▶ **Do this**:
Turn every line of all the entries below into a numbered list, leaving out any blank lines.

▶ **Source data**:
>> start
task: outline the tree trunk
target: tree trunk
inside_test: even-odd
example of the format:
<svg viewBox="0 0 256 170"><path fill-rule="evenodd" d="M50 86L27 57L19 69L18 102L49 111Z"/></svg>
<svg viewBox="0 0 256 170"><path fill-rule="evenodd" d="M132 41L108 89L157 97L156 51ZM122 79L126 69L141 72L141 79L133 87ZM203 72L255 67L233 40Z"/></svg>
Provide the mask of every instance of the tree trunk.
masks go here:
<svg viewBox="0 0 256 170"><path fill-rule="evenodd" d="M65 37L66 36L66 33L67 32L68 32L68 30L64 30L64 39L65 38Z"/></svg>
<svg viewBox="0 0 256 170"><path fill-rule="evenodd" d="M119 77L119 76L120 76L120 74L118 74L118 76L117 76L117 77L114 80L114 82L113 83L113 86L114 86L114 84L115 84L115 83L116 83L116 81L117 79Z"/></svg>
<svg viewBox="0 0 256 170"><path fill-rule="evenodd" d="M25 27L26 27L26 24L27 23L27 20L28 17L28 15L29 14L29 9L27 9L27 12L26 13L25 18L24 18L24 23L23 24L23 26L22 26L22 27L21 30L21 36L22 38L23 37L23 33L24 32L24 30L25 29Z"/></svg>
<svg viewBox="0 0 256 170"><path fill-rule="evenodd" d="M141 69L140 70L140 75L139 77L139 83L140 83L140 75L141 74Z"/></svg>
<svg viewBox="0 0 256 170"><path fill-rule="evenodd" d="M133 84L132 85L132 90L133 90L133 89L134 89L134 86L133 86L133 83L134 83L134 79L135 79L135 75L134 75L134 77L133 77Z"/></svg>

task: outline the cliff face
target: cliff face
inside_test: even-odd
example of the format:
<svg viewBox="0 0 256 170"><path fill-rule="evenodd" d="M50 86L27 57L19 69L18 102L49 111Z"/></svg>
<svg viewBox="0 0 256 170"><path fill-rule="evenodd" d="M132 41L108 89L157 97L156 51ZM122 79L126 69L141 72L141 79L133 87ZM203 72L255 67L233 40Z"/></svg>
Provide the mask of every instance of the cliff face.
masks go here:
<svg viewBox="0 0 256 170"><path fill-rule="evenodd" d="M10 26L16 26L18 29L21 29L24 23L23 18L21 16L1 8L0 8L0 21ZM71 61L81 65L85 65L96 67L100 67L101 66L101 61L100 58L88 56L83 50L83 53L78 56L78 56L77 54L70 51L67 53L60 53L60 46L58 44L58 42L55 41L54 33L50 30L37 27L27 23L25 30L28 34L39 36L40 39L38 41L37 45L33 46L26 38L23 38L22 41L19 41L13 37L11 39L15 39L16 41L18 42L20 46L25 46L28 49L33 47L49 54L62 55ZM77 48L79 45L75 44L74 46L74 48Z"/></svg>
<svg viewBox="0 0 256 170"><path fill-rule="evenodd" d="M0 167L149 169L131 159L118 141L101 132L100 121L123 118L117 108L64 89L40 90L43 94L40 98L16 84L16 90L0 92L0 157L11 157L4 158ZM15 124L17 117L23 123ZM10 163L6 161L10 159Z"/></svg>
>> end
▶ **Solution to the exercise**:
1. task: outline the tree trunk
2. target: tree trunk
3. inside_test: even-odd
4. example of the format:
5. <svg viewBox="0 0 256 170"><path fill-rule="evenodd" d="M50 86L27 57L19 69L18 102L49 111Z"/></svg>
6. <svg viewBox="0 0 256 170"><path fill-rule="evenodd" d="M132 41L108 89L157 97L156 51ZM122 79L126 69L141 72L141 79L133 87ZM203 72L255 67L233 40Z"/></svg>
7. Provide the mask of every instance of the tree trunk.
8. masks go here:
9. <svg viewBox="0 0 256 170"><path fill-rule="evenodd" d="M65 37L66 36L66 33L67 32L68 32L68 30L64 30L64 39L65 38Z"/></svg>
10. <svg viewBox="0 0 256 170"><path fill-rule="evenodd" d="M119 77L119 76L120 76L120 74L118 74L118 76L117 76L117 77L114 80L114 82L113 83L113 86L114 86L114 84L115 84L115 83L116 83L116 81L117 79Z"/></svg>
11. <svg viewBox="0 0 256 170"><path fill-rule="evenodd" d="M25 27L26 27L26 24L27 23L27 20L28 17L28 15L29 14L29 9L27 9L27 12L26 13L25 18L24 18L24 23L23 24L23 26L22 26L22 27L21 30L21 36L22 38L23 37L23 33L24 32L24 30L25 29Z"/></svg>
12. <svg viewBox="0 0 256 170"><path fill-rule="evenodd" d="M141 69L140 70L140 75L139 77L139 83L140 83L140 75L141 74Z"/></svg>
13. <svg viewBox="0 0 256 170"><path fill-rule="evenodd" d="M133 84L132 85L132 90L133 90L133 89L134 89L134 86L133 86L133 83L134 83L134 79L135 79L135 75L134 75L134 77L133 77Z"/></svg>
14. task: outline the cliff face
15. target: cliff face
16. inside_test: even-odd
17. example of the format:
18. <svg viewBox="0 0 256 170"><path fill-rule="evenodd" d="M50 86L27 57L19 69L18 102L49 111Z"/></svg>
19. <svg viewBox="0 0 256 170"><path fill-rule="evenodd" d="M132 41L108 89L157 97L156 51ZM122 79L126 69L141 72L141 79L133 87ZM203 72L255 67L233 40Z"/></svg>
20. Provide the mask of every instance of the cliff face.
21. masks go here:
22. <svg viewBox="0 0 256 170"><path fill-rule="evenodd" d="M10 26L16 26L18 29L21 29L24 23L23 18L21 16L1 8L0 8L0 21ZM71 61L81 65L85 65L96 67L100 67L101 66L101 61L100 58L88 56L83 50L83 53L78 56L78 56L77 54L70 51L67 53L60 53L60 46L58 44L58 42L55 41L54 33L50 30L37 27L27 23L25 30L28 34L39 36L40 39L38 41L37 45L33 46L26 38L23 38L22 41L19 41L13 37L11 39L15 39L16 41L18 42L20 46L25 46L28 49L33 47L49 54L62 55ZM77 48L79 45L75 44L74 46L74 48Z"/></svg>
23. <svg viewBox="0 0 256 170"><path fill-rule="evenodd" d="M0 167L149 169L131 159L118 141L101 132L100 121L123 118L117 108L64 89L40 90L43 94L40 98L16 84L16 90L0 92L0 157L11 157L4 158ZM15 124L17 117L23 123ZM10 163L6 161L10 159Z"/></svg>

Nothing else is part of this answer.